§ INFORMATION SHOWN:
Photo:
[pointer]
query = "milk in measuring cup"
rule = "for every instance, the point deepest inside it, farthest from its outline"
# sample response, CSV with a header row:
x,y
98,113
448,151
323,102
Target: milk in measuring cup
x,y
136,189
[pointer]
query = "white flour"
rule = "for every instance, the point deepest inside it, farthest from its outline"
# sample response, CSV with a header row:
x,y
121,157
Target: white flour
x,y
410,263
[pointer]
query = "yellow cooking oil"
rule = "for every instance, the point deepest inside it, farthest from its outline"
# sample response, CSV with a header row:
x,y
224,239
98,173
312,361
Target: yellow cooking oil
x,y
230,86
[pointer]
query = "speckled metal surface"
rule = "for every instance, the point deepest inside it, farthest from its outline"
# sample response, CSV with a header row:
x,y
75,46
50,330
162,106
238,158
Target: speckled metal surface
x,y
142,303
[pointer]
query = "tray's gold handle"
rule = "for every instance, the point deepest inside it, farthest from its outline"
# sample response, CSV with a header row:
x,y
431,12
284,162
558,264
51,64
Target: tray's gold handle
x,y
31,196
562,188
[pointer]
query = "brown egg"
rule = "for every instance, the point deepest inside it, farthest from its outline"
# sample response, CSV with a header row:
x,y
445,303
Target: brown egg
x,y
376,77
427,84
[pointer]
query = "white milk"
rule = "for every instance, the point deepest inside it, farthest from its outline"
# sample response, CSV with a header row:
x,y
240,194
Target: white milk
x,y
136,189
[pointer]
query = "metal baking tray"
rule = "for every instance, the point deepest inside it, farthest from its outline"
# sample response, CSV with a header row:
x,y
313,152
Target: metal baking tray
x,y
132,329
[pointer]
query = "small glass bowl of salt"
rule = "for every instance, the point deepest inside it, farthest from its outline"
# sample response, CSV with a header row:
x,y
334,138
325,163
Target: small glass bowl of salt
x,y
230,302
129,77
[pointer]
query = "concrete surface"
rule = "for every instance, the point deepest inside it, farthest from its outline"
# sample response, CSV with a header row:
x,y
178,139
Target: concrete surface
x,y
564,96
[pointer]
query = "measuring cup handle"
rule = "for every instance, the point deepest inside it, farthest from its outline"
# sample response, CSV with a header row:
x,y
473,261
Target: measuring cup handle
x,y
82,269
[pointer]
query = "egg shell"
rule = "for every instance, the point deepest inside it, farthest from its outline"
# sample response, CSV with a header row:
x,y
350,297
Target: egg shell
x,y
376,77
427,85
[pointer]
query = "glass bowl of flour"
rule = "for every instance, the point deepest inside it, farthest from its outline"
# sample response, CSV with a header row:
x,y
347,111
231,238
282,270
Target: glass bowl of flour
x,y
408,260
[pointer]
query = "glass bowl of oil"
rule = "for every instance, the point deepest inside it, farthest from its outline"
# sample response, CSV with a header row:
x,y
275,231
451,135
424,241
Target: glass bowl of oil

§ INSTRUCTION: Repeat the data above, word for word.

§ SOLUTION BELOW:
Photo:
[pointer]
query = "milk in measuring cup"
rule = "for every instance, the point deepest inside it, farthest from its outline"
# sample response, CSV with a header row:
x,y
98,113
448,151
323,102
Target: milk in measuring cup
x,y
136,189
[pointer]
query = "white flour"
rule = "for every instance, the point deepest inside it, farthest from its outline"
# sample response, CSV with a header row:
x,y
121,157
Target: white flour
x,y
410,263
[pointer]
query = "yellow cooking oil"
rule = "for every instance, the point deepest inside it, farthest from its outline"
# sample response, CSV with a header row:
x,y
224,239
98,173
312,361
Target: yellow cooking oil
x,y
230,86
[pointer]
query = "speckled metal surface"
rule = "for every instance, the point deepest inside it, farthest from its outline"
# sample response, CSV with a header row:
x,y
75,46
50,330
162,106
238,158
Target: speckled metal surface
x,y
142,303
[pointer]
query = "tray's gold handle"
rule = "for every instance, the point deepest inside it, farthest from its outline"
# sample response, CSV with a header row:
x,y
431,12
284,162
558,264
51,64
Target: tray's gold handle
x,y
31,196
562,188
[pointer]
query = "brown egg"
rule = "for every instance, the point deepest inside it, farthest from its outline"
# sample response, CSV with a header row:
x,y
445,303
Target: brown egg
x,y
376,77
427,84
[pointer]
query = "white milk"
rule = "for every instance, the point deepest inside it, farthest from its outline"
# sample response, CSV with a header row:
x,y
240,194
Target: white milk
x,y
136,189
[pointer]
query = "metal baking tray"
rule = "for every instance, the point deepest inside it, farthest from its outline"
# sample response, CSV with a header row:
x,y
313,152
Target: metal baking tray
x,y
132,329
[pointer]
query = "small glass bowl of salt"
rule = "for every instance, the point deepest inside it, farthest from its outline"
# sample response, CSV with a header row:
x,y
334,138
325,163
Target: small glass bowl of salt
x,y
230,302
129,77
[pointer]
query = "concrete surface"
rule = "for every instance, the point deepest inside it, farthest from its outline"
# sample response, CSV with a header row:
x,y
178,139
Target: concrete surface
x,y
564,96
[pointer]
query = "measuring cup handle"
rule = "for every instance, the point deepest inside it, farthest from its outline"
# sample response, CSV with a header row:
x,y
473,261
Target: measuring cup handle
x,y
82,269
[pointer]
query = "egg shell"
rule = "for every instance, the point deepest inside it, farthest from its outline"
# sample response, CSV with a header row:
x,y
350,297
Target: egg shell
x,y
376,77
427,85
[pointer]
query = "glass bowl of flour"
rule = "for every instance, the point deepest inside it, farthest from its outline"
# sample response, CSV with a header row:
x,y
347,111
231,238
282,270
Target: glass bowl of flour
x,y
408,260
[pointer]
query = "glass bowl of oil"
rule = "for every instance, the point deepest inside it, farthest from its outline"
# sample response, CSV with a header row:
x,y
275,231
451,135
424,241
Target: glass bowl of oil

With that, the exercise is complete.